EXTRAIT:
━━━━

INSTITUTIONS LITURGIQUES : un coup d'œil rapide sur la chrétienté dans les premiers siècles

Mais rien n'arrête la marche de l'Évangile ; la prédication étend bientôt à d'autres peuples la bonne nouvelle du salut.

 

Saint Paul écrit aux Romains, vers l'an 58, que leur foi est célèbre dans le monde entier (Rom., 1, 8.) : quatre ans après, il écrit aux fidèles de Colosse : "L'Évangile a été annoncé dans tout le monde, où il fructifie et s'accroît, comme il le fait parmi vous" (Col., 1, 6.). Veut-on juger en détail du progrès ? Saint Irénée, au milieu du IIe siècle, énumère les Églises fondées chez les Germains et les Celtes, dans l’Egypte et la Libye (Adv. Hœreses, lib. I, cap. X.). Ailleurs, il parle de celles qui, en grand nombre, existent déjà chez les Barbares, et n'ont d'écritures que celles qui sont gravées dans leurs cœurs par l'Esprit-Saint, mais ne gardent pas avec moins de fidélité la tradition chrétienne (Adv. Hœreses lib. IV, cap.IV.). Tertullien, un demi-siècle plus tard, ajoute aux nations qui ont cru en Jésus-Christ, les Parthes, les Mèdes, les Arméniens, les Africains au delà de Cyrène, les Gétules, les Maures, l'Espagne, une partie de la Gaule, les Bretons, les Daces, les Scythes, et une multitude d'autres nations, provinces et îles (Adv. Judœos, cap. VII.).

━━━━

CONSIGNE ÉCRITE 1:
D'après l'extrait :
(a) Vers quelle année saint Paul écrit-il aux Romains ?
(b) Dans quelles régions saint Irénée énumère-t-il des Églises fondées ?
(c) Combien de temps après saint Irénée Tertullien écrit-il ?
CONSIGNE ÉCRITE 2: Quels sont tous les auteurs dont l'extrait cite les écrits ?
CONSIGNE ÉCRITE 3: Recopiez tout le passage de l'extrait allant de « INSTITUTIONS LITURGIQUES : un » jusqu'à « nouvelle du salut. ».
Répondez en vous appuyant uniquement sur l'extrait.

Éléments du jeu de données:
━━━━

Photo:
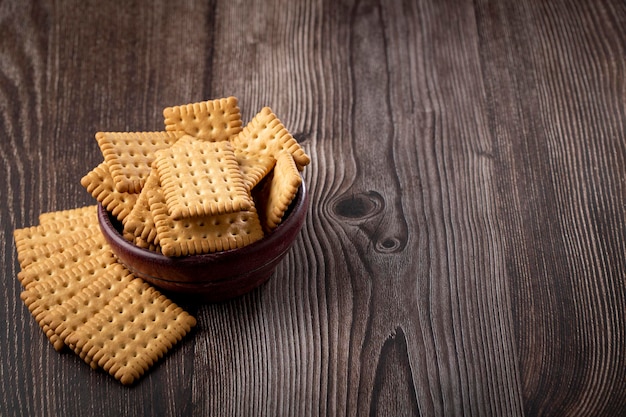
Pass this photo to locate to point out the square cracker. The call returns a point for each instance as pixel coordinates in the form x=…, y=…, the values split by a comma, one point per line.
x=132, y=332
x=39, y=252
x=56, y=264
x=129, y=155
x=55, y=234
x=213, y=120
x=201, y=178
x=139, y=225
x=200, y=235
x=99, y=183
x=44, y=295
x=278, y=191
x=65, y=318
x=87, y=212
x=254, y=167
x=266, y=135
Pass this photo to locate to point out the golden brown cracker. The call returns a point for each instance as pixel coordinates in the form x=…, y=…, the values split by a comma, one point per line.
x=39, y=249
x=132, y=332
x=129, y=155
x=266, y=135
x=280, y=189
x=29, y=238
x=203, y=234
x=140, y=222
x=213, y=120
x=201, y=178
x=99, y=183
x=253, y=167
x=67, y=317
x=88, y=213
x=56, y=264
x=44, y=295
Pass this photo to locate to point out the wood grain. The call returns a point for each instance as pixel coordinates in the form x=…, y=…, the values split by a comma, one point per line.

━━━━

RÉPONSE FINALE 1:
(a) Vers l'an 58.
(b) Chez les Germains et les Celtes, dans l'Égypte et la Libye.
(c) Un demi-siècle plus tard.

RÉPONSE FINALE 2: Saint Paul, saint Irénée, Tertullien.

RÉPONSE FINALE 3:
INSTITUTIONS LITURGIQUES : un coup d'œil rapide sur la chrétienté dans les premiers siècles

Mais rien n'arrête la marche de l'Évangile ; la prédication étend bientôt à d'autres peuples la bonne nouvelle du salut.